## begin DOCUMENT PASSAGE

Then there’s the issue of what we do with Janet when we move.  Are we gonna load her up on the car roof?  So she’s in a big white ceramic transportable pot.  I can’t plant her in the ground and just leave her behind. I guess I could build a clause into the contract when selling the house but what would the terms be:

  1. Under no circumstances may Janet ever be moved.
  2. She is priority one during fertilizer season.
  3. She may require an indoor environment if the temperature drops below forty.
  4. Don’t stare at her too long.  She’s not YOUR mother.
  5. Christmas lights are strictly forbidden.  Granted she was lit half her life but now she’s rest’n.

## end DOCUMENT PASSAGE

**PROMPT**:
Resume the piece about Janet and the move, picking up right after rule 5. These lines have no connection to the piece about Janet.

## begin LISTED ENTRIES

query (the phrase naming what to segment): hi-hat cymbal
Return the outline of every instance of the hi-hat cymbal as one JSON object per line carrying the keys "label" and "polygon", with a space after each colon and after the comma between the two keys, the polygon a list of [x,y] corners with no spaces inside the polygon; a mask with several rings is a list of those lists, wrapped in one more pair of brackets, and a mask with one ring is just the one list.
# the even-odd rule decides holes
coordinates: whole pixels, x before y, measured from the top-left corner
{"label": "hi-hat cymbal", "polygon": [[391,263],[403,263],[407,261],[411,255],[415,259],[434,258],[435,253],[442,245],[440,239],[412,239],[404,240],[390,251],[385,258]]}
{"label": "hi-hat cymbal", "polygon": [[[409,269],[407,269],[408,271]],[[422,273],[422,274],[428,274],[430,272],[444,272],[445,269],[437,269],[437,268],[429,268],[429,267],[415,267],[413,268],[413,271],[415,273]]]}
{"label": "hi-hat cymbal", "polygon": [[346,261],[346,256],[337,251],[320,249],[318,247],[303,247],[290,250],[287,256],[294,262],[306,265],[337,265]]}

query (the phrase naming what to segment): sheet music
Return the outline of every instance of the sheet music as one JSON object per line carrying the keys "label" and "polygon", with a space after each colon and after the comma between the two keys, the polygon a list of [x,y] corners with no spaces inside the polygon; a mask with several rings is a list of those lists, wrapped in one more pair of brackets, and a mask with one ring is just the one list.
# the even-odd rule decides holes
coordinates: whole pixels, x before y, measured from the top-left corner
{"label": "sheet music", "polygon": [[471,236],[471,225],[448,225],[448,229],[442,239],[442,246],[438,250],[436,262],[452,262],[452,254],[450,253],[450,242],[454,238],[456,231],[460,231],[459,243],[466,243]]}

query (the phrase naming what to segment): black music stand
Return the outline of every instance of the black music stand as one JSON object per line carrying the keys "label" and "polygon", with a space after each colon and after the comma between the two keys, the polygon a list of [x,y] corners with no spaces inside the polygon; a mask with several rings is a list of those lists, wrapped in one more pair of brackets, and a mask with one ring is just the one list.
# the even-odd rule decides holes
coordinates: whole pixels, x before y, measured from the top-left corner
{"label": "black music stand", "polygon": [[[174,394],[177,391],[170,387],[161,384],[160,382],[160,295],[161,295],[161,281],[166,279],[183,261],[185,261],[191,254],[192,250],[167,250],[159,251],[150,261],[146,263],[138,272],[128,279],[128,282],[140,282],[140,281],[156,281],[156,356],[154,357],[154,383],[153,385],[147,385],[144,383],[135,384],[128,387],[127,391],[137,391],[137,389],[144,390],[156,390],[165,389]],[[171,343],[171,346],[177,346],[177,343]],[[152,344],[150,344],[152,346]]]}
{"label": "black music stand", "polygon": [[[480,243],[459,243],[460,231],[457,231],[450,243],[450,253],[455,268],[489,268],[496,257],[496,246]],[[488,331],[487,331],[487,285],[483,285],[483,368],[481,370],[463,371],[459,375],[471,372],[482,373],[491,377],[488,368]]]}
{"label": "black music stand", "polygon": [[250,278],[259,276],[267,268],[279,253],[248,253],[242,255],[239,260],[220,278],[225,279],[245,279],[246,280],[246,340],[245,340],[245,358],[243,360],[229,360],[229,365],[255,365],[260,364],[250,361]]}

## end LISTED ENTRIES

**RESPONSE TO THE EXERCISE**:
And then do a few impromptu sneak visitations just to ensure they’re not in violation of the contract.  It’s gonna be tough but she requires as much attention dead as she did alive, and man oh man did she require alotta attention while living.  It’s weird that this tree has taken center stage as the box with her ashes are in a bottom dresser drawer right next to my father’s box.  I don’t know what the hell to do with either of them.  And until I know, they’re really no trouble at all.  Maybe matching urns.  Maybe mix them into the tree’s soil.  

I dunno.  

Death rituals need a shake up.  

Maybe I’ll grab the baton and start the parade.